[Текст для чтения]
Сейчас будет сниматься сцена продажи сережек, такой, какой ее воображает мальчик. Рерберг спрашивает Тарковского: «Будем сначала разводить мизансцену или ставить свет?» «Одновременно. Надо посмотреть, что у нас получается», — отвечает Тарковский.
По поводу грима Ларисы Тарковской, хозяйки дома, между гримером Верой Федоровной и Рербергом возникает спор, который венчается его недовольством: «Слишком много мастеров собрались на одной картине!..»
Рерберг пробует поставить зеркало, чтобы добиться дополнительного светового эффекта. Тарковский сомневается: «Нет, Гоша, это не прочтется в кадре». «Прочтется-прочтется! — заверяет Рерберг. — А сейчас получается самый обыкновенный, то есть никакой крупный план с контровым светом. Вот посмотри. Видишь? Стандарт!» Заглянув в глазок камеры, Андрей соглашается.
Но поймать в кадре нужный блик света оказывается делом непростым — приходится долго и кропотливо повозиться. Андрей молчит, не вмешивается, посвистывает, меряет кольцо от нечего делать. Вдруг встает со своего стула, идет к Рербергу и предлагает ему закрепить свет на Тереховой. «Давайте сюда Риту! — кричит Рерберг и вскоре снова подзывает Андрея: — Есть! Сделано! Вот смотри!» Тарковский припадает к глазку камеры и восторженно тянет: «Краси-и-во!» Но счастье оказывается недолгим: «По свету мне очень нравится, а по ракурсу нет. Хотя должно быть очень красиво. Идеально! Или, может быть, я не понимаю». Рерберг подводит итог: «Ну, не идеально, но какое-то ощущение все же поймали».
Ощущение это «ловили» около часа!
14 августа
Тарковский болтает с Тереховой в то время, когда ее гримируют: «Мне давно уже хочется снять кадр, как женщина плачет во сне».
«А вы это видели?» — интересуется Терехова.

[Фрагмент данных]
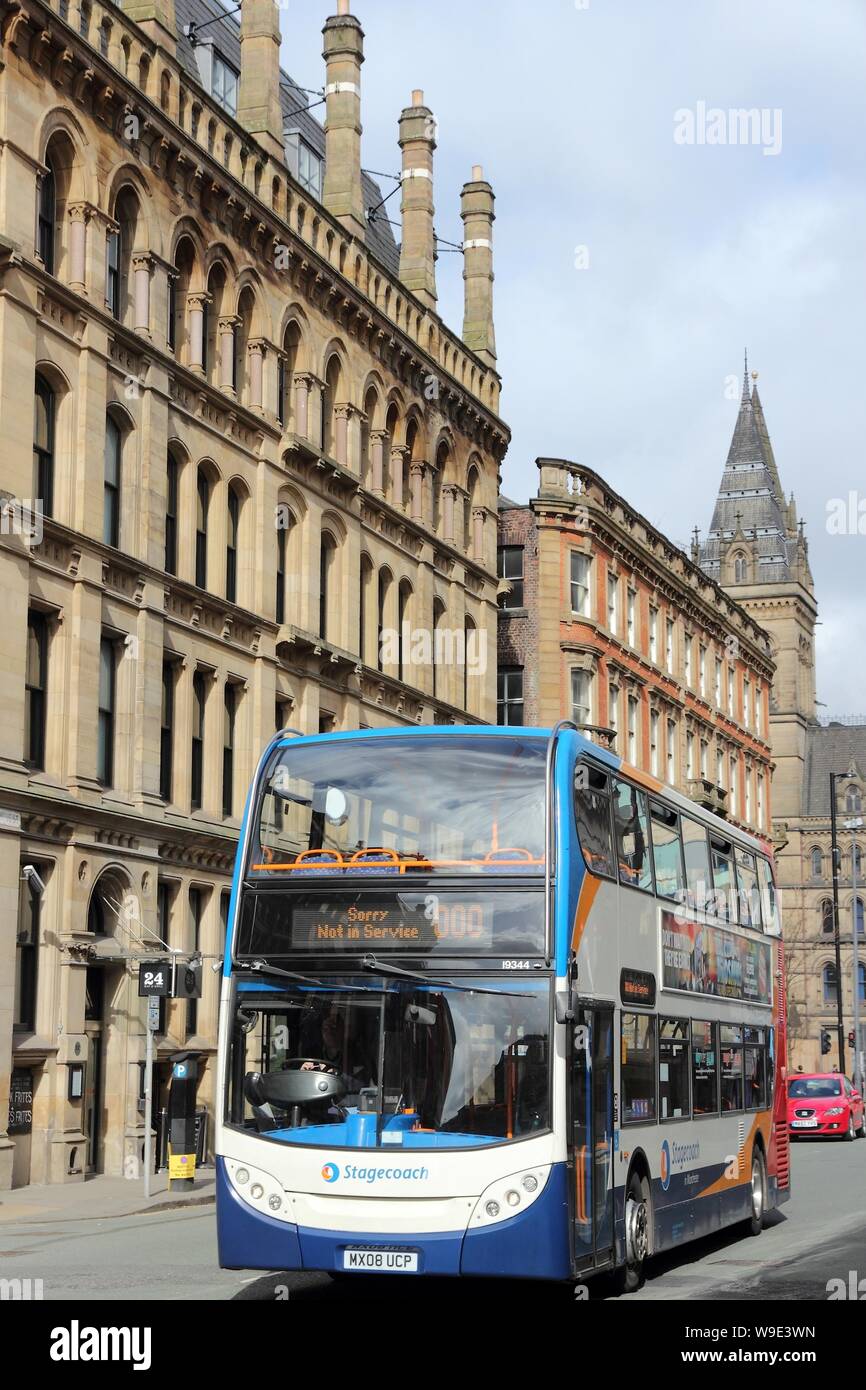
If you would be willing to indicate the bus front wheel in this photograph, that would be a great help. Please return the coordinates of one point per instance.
(630, 1275)
(758, 1193)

[Задание]
Продолжите текст о съемках у Тарковского, начав сразу после последней реплики Тереховой.

[Ответ]
«Да. Видел. И это, может быть, единственное, что женщина делает искренне, — смеется Тарковский и продолжает уже серьезно: — Вообще, в этом фильме я хотел бы запутать зрителя и характер героини точно не обозначать. Вот, например, как можно сделать начало: титры картины идут на фоне шторы какой-то комнаты. Женщина задергивает штору, но не прочитывается на экране до конца. Мы выезжаем с камерой в какой-то затрапезный переулок Замоскворечья[6], и фоном слышим разговор по телефону Сына и Матери. Причем нам интересна Мать, а не Автор. Позиция Автора прочерчивается в этой путанице характеров. Автор, например, рассказывает свою моральную позицию ведущей, с которой они находятся в квартире Матери и ждут ее прихода, а она все не идет. Что касается съемок “Хутора”, то здесь мне все ясно, кроме экспозиции. А вообще, мне уже не нравится на этой речке все. Хочется чего-то такого!.. Ну, не знаю… Посмотрим…»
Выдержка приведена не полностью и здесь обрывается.